▶ **DOCUMENT EXTRACT**
========================
We shall now give some account of the travels of Mr. Banks, and the party by whom he was accompanied.[93 - See Month. Mag. No. 367.] Having quitted the tents of the Bedouins, with whom they had sojourned for a few days, they passed into the valley of Ellasar, where they noticed some relics of antiquity, which they conjectured were of Roman origin. Here they rested with a tribe of Arabs. The next day they pursued their journey, partly over a road paved with lava, and which, by its appearance, was evidently a Roman work, and stopped that evening at Shuback, a fortress in a commanding situation; but incapable, by decay, of any effectual defence against European tactics.

In the neighbourhood of this place they encountered some difficulties from the Arabs, but which, by their spirit and firmness, they overcame, and proceeded unmolested till they reached the tents of a chieftain called Eben Raschib, who took them under his protection. This encampment was situated on the edge of a precipice, from which they had a magnificent view of Mount Gebel-Nebe-Haroun, the hill of the prophet Aaron (Mount Hor); and a distant prospect of Gebel-Tour (Mount Sinai), was also pointed out to them. In the fore-ground, on the plain below, they saw the tents of the hostile Arabs, who were determined to oppose their passage to Wady Mousa, the ruins of which were also in sight.

Perceiving themselves thus as it were waylaid, they sent a messenger to the chief, requesting permission to pass; but he returned for answer, that they should neither cross his lands, nor taste his water. They were in fact in the land of Edom, to the king of which Moses sent messengers from Kadish. “Let us pass,” said he, “I pray thee, through thy country: we will not pass through the fields, or through the vineyards; neither will we drink of the waters of the well: we will go by the king’s highway; we will not turn to the right hand nor to the left, until we have passed thy borders.” But Edom said unto him, “Thou shalt not pass by me, lest I come out against thee with the sword.” – Numbers xx. 17, 18.

The travellers, after some captious negotiation, at last obtained permission to pass; but not to drink the waters. They did not, however, very faithfully observe this stipulation; for on reaching the borders of a clear bright sparkling rivulet, their horse would taste the cooling freshness of its waters; and Eben Raschib, their protector, insisted also that the horses should be gratified. On crossing this stream they entered on the wonders of Wady Mousa.

The first object that attracted their attention was a mausoleum, at the entrance of which stood two colossal animals; but whether lions or sphinxes they could not ascertain, as they were much defaced and mutilated. They then, advancing towards the principal ruins, entered a narrow pass, varying from fifteen to twenty feet in width, overhung by precipices, which rose to the general height of two hundred, sometimes reaching five hundred feet, and darkening the path by their projecting ledges. In some places niches were sculptured in the sides of this stupendous gallery, and here and there rude masses stood forward, that bore a remote and mysterious resemblance to the figures of living things, but over which, time and oblivion had drawn an inscrutable and everlasting veil. About a mile within this pass, they rode under an arch, which connected the two sides together; and they noticed several earthen pipes, which had formerly distributed water.
========================
▶ **OBJECTIVE**
List every place named in the travel account.

▶ **Recorded data**
========================
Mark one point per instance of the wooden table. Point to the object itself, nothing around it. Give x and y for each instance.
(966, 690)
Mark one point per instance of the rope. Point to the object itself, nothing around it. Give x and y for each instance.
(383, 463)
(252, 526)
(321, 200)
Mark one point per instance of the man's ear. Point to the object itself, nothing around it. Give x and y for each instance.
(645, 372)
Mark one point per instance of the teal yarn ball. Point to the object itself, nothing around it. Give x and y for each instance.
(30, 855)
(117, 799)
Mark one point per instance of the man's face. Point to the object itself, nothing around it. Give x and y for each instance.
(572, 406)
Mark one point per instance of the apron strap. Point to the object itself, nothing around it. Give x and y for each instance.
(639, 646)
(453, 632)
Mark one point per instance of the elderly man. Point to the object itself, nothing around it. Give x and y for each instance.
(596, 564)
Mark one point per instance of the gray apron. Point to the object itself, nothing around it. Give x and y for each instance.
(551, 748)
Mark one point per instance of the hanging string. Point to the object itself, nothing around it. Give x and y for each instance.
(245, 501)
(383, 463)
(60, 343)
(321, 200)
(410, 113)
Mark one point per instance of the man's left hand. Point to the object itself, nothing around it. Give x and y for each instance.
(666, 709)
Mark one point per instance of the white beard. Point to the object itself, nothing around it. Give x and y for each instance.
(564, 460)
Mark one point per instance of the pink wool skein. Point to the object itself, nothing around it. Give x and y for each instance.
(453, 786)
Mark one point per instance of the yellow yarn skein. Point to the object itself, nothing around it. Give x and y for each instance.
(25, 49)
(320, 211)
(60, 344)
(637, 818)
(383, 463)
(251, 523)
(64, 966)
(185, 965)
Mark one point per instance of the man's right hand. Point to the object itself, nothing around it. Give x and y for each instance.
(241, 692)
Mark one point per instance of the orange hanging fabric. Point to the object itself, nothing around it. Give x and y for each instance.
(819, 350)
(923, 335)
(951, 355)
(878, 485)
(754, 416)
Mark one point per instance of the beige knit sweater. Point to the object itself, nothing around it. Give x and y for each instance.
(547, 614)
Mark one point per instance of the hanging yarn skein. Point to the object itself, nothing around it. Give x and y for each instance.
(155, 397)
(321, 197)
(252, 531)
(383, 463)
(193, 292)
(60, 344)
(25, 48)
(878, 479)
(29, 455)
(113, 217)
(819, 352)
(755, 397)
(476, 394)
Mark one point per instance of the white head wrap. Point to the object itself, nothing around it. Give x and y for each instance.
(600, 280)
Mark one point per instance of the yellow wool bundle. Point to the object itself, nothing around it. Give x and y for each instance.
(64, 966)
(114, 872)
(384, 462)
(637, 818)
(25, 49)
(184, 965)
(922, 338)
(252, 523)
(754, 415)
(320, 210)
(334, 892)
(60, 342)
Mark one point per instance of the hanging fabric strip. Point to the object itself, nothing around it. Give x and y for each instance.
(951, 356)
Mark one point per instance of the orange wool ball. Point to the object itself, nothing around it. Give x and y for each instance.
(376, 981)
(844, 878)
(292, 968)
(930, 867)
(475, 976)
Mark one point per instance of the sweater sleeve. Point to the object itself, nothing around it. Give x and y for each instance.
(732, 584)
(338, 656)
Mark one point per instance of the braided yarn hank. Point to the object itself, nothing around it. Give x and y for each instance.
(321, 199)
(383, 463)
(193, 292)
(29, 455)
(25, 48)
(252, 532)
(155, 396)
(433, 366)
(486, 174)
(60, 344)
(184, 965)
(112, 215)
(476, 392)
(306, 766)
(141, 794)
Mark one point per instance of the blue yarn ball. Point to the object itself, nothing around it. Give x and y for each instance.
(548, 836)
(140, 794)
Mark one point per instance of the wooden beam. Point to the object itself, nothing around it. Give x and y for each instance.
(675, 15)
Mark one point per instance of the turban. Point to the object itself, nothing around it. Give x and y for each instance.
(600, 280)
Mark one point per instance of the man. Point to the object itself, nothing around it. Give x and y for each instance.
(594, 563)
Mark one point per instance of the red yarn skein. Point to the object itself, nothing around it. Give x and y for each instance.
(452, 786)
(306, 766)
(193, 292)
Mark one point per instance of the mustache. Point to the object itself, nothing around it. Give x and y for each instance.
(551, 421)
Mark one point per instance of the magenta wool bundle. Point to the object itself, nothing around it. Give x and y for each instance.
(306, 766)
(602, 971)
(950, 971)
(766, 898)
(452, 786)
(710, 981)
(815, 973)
========================
▶ **OUTPUT FOR THIS EXERCISE**
- Valley of Ellasar
- Shuback
- Mount Gebel-Nebe-Haroun (Mount Hor)
- Gebel-Tour (Mount Sinai)
- Wady Mousa
- Land of Edom
- Kadish